» SOURCE RECORDS
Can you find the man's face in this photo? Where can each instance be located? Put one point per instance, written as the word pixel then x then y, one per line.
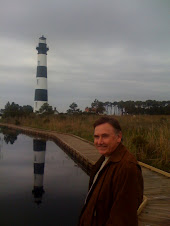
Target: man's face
pixel 106 139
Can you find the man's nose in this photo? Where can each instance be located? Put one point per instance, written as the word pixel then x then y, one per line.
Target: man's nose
pixel 100 140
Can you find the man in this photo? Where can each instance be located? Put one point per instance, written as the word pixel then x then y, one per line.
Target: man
pixel 116 183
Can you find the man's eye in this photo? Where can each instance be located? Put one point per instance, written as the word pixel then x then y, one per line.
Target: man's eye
pixel 105 136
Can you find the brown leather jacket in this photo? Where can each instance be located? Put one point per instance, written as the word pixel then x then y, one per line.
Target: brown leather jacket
pixel 117 192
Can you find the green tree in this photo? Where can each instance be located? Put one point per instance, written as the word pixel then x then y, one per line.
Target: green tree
pixel 99 106
pixel 73 108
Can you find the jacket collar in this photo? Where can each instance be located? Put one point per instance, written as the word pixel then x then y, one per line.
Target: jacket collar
pixel 118 153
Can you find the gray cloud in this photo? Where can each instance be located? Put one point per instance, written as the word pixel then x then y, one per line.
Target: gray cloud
pixel 110 50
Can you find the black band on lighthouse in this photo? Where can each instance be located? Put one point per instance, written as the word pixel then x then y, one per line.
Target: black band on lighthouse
pixel 39 145
pixel 38 168
pixel 42 48
pixel 41 95
pixel 41 71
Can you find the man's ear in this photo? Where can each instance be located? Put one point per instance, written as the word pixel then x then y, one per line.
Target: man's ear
pixel 119 135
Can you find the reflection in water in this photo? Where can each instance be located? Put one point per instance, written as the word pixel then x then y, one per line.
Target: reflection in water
pixel 1 145
pixel 65 184
pixel 39 147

» GOAL
Rewrite all of the entries above, replacing each occurrence of "photo" with "image" and keeping everything else unchanged. Omit the pictures.

» FINAL ANSWER
Can you find the man's face in this image? Where can each instance be located? Put one point per instance, written as the word pixel then x then y, one per line.
Target: man's face
pixel 106 139
Can you find the man's nose in this image? Where can each instance be located? Put one point per instance, written as the word pixel then x then y, one per line.
Target: man's nose
pixel 100 140
Can you find the man in this image? Where can each instance be located? Put one point per instance, written as the word pixel then x then y, one per line.
Target: man
pixel 116 183
Can you find the man's eye in this image? Where can each instance be located? Put one point per instance, written as the word pixel then x then y, one per line.
Target: man's eye
pixel 105 136
Can you find the brown leather jacket in this image? Where can each instance be located? Put one point per instance, written as the word pixel then x then y, one per line.
Target: brown leather jacket
pixel 117 192
Can you find the green tree in this image? Where can each instance be located? Put one point per instance, written as the word pixel then x then y, one per line.
Target: green tree
pixel 99 106
pixel 73 108
Can you find the jacket collar in this image? Where can each instance be located? Put one point per instance, written as the word pixel then x then y, one per line.
Target: jacket collar
pixel 118 153
Can you find the gray cloud in this image? Where can each instance be located? Put one point per instance, written as the word pixel then x then y, one per line.
Target: gray cloud
pixel 110 50
Can you find the black band on lighthouse in this image? Where can each instance be located? Put one point per instance, written as the word pixel then x then y, one per line.
Target: black band on lighthouse
pixel 39 145
pixel 38 168
pixel 42 48
pixel 41 95
pixel 41 71
Can you find the man's ear in this image? Where can each instance be located? Put one point per instance, written as the word pixel then x then y, one per line.
Target: man's ear
pixel 119 135
Can you find the reflection in water in this image? Where can each instance be located? Put one point per instance, written as the word pixel then x then y, one per line.
Target: reflection in water
pixel 1 145
pixel 65 184
pixel 39 147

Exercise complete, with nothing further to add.